__Task goal__.
Could you rescale the records below, beginning at the line that has "Localize any blue water in this frame." and stopping after the line that has "[20,198,88,229]"? Write out every line in that span, requests included, with each bounding-box coordinate multiplied by 2.5 and rounded to a whole number, halves rounded up.

__Material for this task__.
# # #

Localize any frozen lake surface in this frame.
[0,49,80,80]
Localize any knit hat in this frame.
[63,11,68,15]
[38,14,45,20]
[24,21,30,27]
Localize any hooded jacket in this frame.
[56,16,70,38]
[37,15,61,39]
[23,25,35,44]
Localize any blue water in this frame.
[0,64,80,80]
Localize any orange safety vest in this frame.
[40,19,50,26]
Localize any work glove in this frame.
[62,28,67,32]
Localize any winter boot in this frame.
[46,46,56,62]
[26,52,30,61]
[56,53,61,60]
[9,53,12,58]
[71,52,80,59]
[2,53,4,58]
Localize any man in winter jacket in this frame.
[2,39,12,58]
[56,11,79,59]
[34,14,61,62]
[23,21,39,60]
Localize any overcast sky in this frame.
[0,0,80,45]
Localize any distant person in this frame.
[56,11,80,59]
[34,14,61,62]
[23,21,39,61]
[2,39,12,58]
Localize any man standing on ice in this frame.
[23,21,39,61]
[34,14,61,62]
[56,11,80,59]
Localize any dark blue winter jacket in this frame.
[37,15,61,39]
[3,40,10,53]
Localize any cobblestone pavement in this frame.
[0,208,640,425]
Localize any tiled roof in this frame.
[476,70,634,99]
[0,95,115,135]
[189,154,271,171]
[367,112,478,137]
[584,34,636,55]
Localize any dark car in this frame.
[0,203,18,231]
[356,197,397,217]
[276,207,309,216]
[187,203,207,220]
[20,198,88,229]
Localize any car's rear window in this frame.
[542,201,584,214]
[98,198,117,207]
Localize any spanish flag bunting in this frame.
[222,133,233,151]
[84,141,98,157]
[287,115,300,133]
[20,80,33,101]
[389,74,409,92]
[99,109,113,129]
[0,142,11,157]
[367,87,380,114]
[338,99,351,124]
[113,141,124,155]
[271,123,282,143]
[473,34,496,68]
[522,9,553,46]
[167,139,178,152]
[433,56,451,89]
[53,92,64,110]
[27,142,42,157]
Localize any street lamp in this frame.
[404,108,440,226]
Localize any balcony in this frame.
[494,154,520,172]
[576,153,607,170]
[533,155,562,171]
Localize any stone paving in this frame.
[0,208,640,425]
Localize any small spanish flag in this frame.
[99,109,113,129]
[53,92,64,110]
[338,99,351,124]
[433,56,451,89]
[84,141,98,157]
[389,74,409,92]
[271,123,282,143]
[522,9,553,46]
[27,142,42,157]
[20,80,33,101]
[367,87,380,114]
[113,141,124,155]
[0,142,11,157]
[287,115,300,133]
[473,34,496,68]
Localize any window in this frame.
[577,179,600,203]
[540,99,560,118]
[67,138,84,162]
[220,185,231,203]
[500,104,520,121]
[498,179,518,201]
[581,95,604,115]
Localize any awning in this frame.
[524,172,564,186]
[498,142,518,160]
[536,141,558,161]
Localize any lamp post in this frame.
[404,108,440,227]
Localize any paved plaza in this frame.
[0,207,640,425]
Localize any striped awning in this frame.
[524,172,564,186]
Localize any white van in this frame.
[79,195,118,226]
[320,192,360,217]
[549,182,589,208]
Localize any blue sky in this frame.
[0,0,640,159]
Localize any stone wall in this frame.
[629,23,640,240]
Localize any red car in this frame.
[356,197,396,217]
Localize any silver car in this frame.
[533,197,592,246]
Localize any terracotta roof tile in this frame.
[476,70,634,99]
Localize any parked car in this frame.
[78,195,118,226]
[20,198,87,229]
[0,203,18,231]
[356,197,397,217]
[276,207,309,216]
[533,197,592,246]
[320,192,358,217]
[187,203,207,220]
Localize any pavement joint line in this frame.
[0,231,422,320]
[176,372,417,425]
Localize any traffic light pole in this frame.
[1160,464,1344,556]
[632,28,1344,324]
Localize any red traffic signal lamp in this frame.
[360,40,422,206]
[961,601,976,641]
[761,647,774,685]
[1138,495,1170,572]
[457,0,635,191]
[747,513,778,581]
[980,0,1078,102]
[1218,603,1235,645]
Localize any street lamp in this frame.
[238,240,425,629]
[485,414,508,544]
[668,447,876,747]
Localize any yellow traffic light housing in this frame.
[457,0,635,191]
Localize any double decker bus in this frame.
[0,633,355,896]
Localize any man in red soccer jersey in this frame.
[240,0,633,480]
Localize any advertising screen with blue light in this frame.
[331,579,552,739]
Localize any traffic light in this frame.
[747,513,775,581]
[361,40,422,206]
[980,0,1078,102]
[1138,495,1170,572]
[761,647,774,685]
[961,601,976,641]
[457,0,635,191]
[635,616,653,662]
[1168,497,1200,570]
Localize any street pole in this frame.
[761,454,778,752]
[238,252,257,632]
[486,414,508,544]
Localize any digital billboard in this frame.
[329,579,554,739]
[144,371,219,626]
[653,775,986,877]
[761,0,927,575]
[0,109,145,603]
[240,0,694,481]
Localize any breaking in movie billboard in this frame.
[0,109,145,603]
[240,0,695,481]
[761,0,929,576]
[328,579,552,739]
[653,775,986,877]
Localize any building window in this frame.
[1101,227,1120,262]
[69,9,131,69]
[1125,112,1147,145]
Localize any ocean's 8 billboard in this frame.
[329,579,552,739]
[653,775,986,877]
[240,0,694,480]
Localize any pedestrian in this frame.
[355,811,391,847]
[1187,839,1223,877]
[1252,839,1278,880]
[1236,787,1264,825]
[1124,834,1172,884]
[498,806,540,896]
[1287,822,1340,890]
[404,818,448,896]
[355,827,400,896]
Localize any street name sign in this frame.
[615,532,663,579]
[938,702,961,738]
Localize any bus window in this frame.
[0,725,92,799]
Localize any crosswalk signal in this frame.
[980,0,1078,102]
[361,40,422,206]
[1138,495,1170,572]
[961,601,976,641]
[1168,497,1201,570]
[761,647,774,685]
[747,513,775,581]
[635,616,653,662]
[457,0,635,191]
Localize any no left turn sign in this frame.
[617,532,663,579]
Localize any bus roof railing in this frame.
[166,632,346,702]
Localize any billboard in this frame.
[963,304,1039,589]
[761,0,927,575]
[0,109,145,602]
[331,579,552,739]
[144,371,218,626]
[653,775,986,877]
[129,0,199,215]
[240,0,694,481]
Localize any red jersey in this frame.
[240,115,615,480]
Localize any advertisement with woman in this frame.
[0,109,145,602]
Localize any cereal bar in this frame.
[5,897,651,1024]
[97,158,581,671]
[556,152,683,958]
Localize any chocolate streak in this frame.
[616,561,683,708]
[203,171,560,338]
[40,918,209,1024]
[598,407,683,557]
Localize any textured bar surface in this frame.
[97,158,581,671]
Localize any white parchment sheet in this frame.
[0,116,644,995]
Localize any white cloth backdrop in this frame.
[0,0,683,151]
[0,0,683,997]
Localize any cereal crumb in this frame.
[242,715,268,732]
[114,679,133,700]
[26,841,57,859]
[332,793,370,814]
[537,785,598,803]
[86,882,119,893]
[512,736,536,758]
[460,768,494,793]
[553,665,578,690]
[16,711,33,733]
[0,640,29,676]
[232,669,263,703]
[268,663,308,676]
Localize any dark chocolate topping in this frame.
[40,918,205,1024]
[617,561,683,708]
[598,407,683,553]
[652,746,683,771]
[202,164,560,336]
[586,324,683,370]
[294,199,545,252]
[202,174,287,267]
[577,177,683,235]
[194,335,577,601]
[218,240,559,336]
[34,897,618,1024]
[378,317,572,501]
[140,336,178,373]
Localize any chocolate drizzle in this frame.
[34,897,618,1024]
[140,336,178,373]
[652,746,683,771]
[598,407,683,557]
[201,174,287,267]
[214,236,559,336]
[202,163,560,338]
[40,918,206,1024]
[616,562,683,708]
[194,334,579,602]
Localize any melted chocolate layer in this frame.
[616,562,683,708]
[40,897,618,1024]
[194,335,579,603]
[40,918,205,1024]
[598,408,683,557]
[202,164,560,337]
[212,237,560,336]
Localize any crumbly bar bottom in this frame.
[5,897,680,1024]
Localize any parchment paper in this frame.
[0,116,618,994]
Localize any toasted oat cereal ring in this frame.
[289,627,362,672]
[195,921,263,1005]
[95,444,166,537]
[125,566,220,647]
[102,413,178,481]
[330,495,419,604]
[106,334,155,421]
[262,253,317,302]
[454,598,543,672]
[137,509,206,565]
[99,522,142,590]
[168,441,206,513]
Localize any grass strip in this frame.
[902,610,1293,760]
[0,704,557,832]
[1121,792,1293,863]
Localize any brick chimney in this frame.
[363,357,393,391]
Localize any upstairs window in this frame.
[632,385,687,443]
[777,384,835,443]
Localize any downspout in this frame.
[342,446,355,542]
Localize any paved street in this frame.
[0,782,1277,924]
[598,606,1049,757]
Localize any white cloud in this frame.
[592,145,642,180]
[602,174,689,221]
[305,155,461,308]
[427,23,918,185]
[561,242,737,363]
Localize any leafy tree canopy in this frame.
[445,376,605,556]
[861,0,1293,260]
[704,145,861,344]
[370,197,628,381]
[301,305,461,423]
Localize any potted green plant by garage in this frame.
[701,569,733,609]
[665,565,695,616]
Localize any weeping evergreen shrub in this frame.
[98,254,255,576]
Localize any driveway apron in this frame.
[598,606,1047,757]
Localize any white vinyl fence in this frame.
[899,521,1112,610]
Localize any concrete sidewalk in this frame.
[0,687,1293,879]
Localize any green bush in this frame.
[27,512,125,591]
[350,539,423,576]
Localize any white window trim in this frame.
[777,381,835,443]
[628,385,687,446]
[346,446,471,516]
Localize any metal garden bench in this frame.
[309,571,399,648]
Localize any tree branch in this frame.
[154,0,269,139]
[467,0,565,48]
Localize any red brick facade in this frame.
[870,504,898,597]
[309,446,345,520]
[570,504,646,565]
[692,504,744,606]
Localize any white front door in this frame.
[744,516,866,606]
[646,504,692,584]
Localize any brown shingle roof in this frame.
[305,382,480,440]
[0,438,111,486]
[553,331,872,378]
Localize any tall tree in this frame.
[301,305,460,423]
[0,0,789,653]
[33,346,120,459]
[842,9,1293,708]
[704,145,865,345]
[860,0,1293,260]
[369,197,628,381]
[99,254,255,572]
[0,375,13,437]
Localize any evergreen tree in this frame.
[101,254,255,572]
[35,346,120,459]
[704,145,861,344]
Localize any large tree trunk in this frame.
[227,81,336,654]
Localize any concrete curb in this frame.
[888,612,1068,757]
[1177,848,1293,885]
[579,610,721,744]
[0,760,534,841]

# # #

__Task output__.
Localize any blue water in this frame.
[0,160,200,200]
Localize any orange safety vest in this frame.
[100,48,125,65]
Localize any work glove in this frame.
[155,70,168,80]
Localize any winter boot in this frame.
[115,115,140,155]
[65,130,75,153]
[140,133,153,150]
[23,133,30,145]
[178,130,200,148]
[5,133,10,145]
Localize any man in winter jacket in this frame.
[5,98,30,145]
[140,28,198,148]
[85,35,153,155]
[58,53,98,150]
Localize any overcast sky in this frame.
[0,0,200,113]
Localize any distant person in this frame.
[140,28,200,148]
[85,35,153,155]
[58,53,98,153]
[5,98,30,145]
Localize any man standing on ice in this frame.
[58,53,98,153]
[85,35,153,155]
[140,28,200,148]
Localize any dark blue winter jacket in this frame.
[93,38,153,98]
[8,100,25,133]
Localize any cobblestone pavement in this frame.
[0,520,1600,1063]
Localize any tiled roof in this frame.
[1190,175,1585,248]
[0,238,288,338]
[473,385,678,428]
[918,280,1195,343]
[1460,85,1590,138]
Localize any dark car in this frame.
[0,508,45,578]
[890,493,993,543]
[690,518,773,540]
[468,508,518,550]
[50,495,220,573]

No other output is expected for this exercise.